§ **REQUIRED TASK**: In the passage below on the history of the C -> operator, why would the declaration of struct Y be invalid?

I'll interpret your question as two questions: 1) why -> even exists, and 2) why . does not automatically dereference the pointer. Answers to both questions have historical roots.

Why does -> even exist?

In one of the very first versions of C language (which I will refer as CRM for "C Reference Manual"), operator -> had very exclusive meaning, not synonymous with * and . combination

Dennis M. Ritchie - C Reference Manual

The C language described by CRM was very different from the modern C in many respects. In CRM struct members implemented the global concept of offset, i.e. all names of all struct members had independent global meaning (and, therefore, had to be unique). For example you could declare

struct S {
  int a;
  int b;
};

and name a would stand for offset 0, while name b would stand for offset 2 (assuming int type of size 2 and no padding). The language required all members of all structs in the translation unit either have unique names or stand for the same offset value. E.g. in the same translation unit you could additionally declare

struct X {
  int a;
  int x;
};

and that would be OK, since the name a would consistently stand for offset 0. But this additional declaration

struct Y {
  int b;
  int a;
};

would be formally invalid, since it attempted to "redefine" a as offset 2 and b as offset 0.

§ **DATA LISTING**:
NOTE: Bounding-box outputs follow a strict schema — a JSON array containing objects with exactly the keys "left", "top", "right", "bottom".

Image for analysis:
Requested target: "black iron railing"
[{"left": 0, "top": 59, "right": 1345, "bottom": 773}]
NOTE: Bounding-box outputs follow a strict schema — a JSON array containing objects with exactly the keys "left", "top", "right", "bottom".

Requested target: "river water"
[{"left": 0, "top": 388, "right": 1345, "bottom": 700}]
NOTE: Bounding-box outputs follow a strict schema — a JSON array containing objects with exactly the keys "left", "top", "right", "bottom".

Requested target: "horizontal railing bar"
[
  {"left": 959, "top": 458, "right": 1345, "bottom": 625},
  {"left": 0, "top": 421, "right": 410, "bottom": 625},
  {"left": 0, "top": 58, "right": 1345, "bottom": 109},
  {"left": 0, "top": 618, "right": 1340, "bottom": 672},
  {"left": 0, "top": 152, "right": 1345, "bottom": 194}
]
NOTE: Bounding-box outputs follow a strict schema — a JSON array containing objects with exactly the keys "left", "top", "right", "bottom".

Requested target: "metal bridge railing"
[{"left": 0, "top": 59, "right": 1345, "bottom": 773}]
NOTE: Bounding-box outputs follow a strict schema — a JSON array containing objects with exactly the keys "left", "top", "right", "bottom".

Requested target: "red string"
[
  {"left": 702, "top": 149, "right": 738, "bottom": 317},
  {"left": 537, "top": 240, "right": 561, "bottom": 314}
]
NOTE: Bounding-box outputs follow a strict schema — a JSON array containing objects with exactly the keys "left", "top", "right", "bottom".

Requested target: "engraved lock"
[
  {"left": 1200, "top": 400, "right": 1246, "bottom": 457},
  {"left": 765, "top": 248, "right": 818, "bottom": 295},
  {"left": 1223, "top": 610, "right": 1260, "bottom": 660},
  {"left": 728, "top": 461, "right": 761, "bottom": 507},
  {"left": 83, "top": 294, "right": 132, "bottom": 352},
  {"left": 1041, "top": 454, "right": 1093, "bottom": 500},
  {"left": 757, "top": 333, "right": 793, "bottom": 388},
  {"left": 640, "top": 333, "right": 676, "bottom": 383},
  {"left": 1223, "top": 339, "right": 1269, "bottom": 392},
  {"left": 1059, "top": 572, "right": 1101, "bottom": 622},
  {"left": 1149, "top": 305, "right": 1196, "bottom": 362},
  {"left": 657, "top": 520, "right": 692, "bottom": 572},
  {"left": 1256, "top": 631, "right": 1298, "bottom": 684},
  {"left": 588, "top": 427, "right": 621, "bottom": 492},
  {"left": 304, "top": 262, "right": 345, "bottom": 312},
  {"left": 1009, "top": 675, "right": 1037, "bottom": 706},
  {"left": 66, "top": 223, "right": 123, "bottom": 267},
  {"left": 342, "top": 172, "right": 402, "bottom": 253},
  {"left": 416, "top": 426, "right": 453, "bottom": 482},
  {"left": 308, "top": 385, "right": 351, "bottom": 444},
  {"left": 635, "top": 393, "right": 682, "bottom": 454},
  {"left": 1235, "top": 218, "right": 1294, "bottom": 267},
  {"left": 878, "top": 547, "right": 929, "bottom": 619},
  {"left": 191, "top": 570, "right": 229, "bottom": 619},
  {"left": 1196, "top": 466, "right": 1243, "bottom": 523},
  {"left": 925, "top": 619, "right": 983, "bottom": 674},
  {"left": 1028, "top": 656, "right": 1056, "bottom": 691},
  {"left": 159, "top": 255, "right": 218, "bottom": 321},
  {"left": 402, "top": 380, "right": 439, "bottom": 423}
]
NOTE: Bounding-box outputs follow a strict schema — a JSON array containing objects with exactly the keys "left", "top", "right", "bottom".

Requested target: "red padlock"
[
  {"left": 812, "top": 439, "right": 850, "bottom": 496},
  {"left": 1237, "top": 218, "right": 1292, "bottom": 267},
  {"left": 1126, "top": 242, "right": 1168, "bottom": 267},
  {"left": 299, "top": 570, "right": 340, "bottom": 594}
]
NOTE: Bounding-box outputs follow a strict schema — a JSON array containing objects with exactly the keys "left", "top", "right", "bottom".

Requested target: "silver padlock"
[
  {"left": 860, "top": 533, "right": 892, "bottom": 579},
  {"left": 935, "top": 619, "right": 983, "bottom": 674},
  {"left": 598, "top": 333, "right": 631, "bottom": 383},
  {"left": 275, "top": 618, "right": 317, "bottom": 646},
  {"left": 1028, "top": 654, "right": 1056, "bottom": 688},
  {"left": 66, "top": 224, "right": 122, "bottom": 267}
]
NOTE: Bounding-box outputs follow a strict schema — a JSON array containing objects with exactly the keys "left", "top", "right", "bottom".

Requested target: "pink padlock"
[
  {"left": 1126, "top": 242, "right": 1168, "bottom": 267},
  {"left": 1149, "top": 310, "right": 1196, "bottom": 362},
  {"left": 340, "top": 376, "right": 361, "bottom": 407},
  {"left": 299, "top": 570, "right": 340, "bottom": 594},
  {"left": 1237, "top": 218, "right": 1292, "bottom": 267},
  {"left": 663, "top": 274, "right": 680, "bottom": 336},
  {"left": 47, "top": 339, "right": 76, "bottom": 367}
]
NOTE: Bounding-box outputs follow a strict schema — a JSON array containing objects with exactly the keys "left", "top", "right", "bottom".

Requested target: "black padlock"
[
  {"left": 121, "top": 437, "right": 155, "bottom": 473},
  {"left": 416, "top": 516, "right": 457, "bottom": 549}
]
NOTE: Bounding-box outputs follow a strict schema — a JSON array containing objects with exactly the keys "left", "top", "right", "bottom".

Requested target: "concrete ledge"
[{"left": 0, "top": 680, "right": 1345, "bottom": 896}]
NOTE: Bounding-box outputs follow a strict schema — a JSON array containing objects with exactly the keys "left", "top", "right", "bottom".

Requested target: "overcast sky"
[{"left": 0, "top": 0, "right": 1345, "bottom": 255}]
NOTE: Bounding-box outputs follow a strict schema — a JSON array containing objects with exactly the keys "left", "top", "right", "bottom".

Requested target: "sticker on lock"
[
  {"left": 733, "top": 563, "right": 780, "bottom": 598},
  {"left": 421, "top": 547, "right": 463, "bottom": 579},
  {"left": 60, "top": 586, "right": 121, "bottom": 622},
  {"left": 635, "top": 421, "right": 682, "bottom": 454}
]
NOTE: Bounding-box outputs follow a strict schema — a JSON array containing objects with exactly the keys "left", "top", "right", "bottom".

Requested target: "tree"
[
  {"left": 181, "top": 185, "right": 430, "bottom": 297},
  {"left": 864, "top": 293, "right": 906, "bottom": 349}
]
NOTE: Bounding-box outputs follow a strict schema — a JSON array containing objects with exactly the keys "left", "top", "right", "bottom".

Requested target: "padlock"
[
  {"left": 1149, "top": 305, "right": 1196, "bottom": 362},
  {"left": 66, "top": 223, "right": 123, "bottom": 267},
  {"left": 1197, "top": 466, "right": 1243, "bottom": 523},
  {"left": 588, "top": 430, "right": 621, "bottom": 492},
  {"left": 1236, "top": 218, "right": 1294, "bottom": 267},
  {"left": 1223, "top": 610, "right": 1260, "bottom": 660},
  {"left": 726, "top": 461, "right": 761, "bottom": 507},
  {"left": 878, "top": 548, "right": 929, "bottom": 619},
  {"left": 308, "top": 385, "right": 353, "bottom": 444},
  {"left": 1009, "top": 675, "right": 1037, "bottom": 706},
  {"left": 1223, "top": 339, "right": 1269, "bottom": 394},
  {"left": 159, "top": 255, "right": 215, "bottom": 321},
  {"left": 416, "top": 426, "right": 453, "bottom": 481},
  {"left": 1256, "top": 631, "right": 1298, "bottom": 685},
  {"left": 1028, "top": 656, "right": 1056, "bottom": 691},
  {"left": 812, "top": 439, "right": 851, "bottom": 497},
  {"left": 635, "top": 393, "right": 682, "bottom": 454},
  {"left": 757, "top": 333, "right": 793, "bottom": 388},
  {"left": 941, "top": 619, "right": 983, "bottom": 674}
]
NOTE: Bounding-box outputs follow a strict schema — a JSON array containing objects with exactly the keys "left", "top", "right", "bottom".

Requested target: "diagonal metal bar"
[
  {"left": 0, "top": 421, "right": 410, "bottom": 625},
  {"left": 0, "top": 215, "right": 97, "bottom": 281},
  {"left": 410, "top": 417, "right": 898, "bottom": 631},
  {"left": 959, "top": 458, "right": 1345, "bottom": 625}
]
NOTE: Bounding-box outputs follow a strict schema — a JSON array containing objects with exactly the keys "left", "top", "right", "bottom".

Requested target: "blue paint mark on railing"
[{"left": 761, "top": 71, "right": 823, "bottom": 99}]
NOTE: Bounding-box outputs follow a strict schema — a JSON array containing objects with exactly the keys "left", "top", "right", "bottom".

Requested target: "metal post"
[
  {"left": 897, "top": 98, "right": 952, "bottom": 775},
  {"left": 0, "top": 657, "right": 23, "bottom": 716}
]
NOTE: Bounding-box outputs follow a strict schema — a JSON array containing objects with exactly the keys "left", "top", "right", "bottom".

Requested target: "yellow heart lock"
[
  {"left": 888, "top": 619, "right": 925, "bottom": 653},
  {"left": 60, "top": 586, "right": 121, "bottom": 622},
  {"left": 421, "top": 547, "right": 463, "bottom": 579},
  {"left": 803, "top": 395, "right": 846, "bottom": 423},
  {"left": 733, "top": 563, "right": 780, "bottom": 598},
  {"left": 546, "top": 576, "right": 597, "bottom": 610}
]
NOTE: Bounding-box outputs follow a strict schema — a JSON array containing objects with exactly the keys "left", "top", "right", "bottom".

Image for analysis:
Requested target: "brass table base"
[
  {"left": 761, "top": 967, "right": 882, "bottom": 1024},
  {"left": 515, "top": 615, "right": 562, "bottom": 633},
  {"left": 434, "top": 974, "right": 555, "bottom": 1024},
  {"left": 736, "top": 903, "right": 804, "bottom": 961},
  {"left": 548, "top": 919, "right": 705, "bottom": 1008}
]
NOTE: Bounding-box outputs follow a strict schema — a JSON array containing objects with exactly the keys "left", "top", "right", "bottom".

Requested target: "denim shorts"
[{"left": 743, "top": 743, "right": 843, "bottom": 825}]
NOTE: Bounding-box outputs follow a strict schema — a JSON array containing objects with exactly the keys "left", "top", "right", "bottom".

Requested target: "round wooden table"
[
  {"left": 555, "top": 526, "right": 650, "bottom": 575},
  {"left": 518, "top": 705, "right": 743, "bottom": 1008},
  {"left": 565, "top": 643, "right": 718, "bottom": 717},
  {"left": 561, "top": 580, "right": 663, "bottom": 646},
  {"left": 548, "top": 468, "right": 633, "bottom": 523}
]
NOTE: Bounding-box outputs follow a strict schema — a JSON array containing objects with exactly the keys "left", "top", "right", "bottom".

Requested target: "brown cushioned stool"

§ **ANSWER**: It would try to redefine a as offset 2 and b as offset 0.